• **WHAT IS EXPECTED**
Without the images, output each record below as it stands.

• **DATA SUPPLIED**
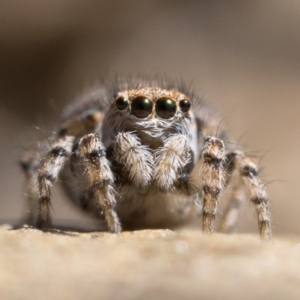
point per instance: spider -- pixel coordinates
(144, 154)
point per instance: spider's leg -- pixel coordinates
(212, 177)
(48, 174)
(101, 178)
(170, 161)
(31, 164)
(236, 197)
(135, 158)
(256, 190)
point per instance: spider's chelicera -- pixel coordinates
(149, 157)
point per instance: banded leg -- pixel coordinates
(212, 177)
(257, 192)
(170, 161)
(232, 211)
(101, 178)
(30, 164)
(136, 158)
(48, 174)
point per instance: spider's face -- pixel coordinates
(152, 104)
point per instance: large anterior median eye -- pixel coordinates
(185, 105)
(121, 103)
(165, 108)
(141, 107)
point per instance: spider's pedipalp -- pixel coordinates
(212, 177)
(135, 158)
(101, 178)
(48, 174)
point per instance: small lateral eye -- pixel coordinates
(165, 108)
(141, 107)
(121, 103)
(185, 105)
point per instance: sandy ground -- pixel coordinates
(150, 264)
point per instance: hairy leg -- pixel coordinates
(101, 178)
(212, 177)
(48, 174)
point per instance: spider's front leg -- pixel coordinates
(101, 178)
(170, 161)
(212, 177)
(48, 174)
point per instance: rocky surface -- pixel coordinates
(149, 264)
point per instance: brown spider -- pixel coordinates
(144, 155)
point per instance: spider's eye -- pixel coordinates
(185, 105)
(121, 103)
(141, 107)
(165, 108)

• **RESPONSE TO THE EXERCISE**
point per instance: spider -- pixel coordinates
(144, 154)
point per instance: spider's leg -- pixel coordinates
(212, 177)
(48, 174)
(101, 178)
(170, 161)
(31, 164)
(236, 197)
(135, 158)
(256, 190)
point per instance: spider's chelicera -- pixel coordinates
(149, 157)
point per instance: banded leg -- pixel coordinates
(212, 177)
(257, 192)
(170, 161)
(232, 211)
(101, 178)
(30, 164)
(136, 158)
(48, 174)
point per instance: spider's face -- pixel coordinates
(152, 104)
point per instance: large anterior median eye -- pixel coordinates
(185, 105)
(121, 103)
(165, 108)
(141, 107)
point per instance: spider's pedipalp -- pixel coordinates
(212, 177)
(135, 158)
(101, 178)
(48, 174)
point per instance: small lateral eye -- pixel coordinates
(165, 108)
(141, 107)
(121, 103)
(185, 105)
point per instance: sandy ground -- pixel coordinates
(150, 264)
point per instance: hairy leg -- pixel coordinates
(101, 178)
(212, 177)
(48, 174)
point per instance: spider's front leg -- pixel coordinates
(101, 178)
(170, 161)
(212, 177)
(48, 174)
point per instance: rocky surface -- pixel coordinates
(149, 264)
point per instance: brown spider -- pixel coordinates
(144, 155)
point per instance: spider's eye -- pixel coordinates
(185, 105)
(121, 103)
(141, 107)
(165, 108)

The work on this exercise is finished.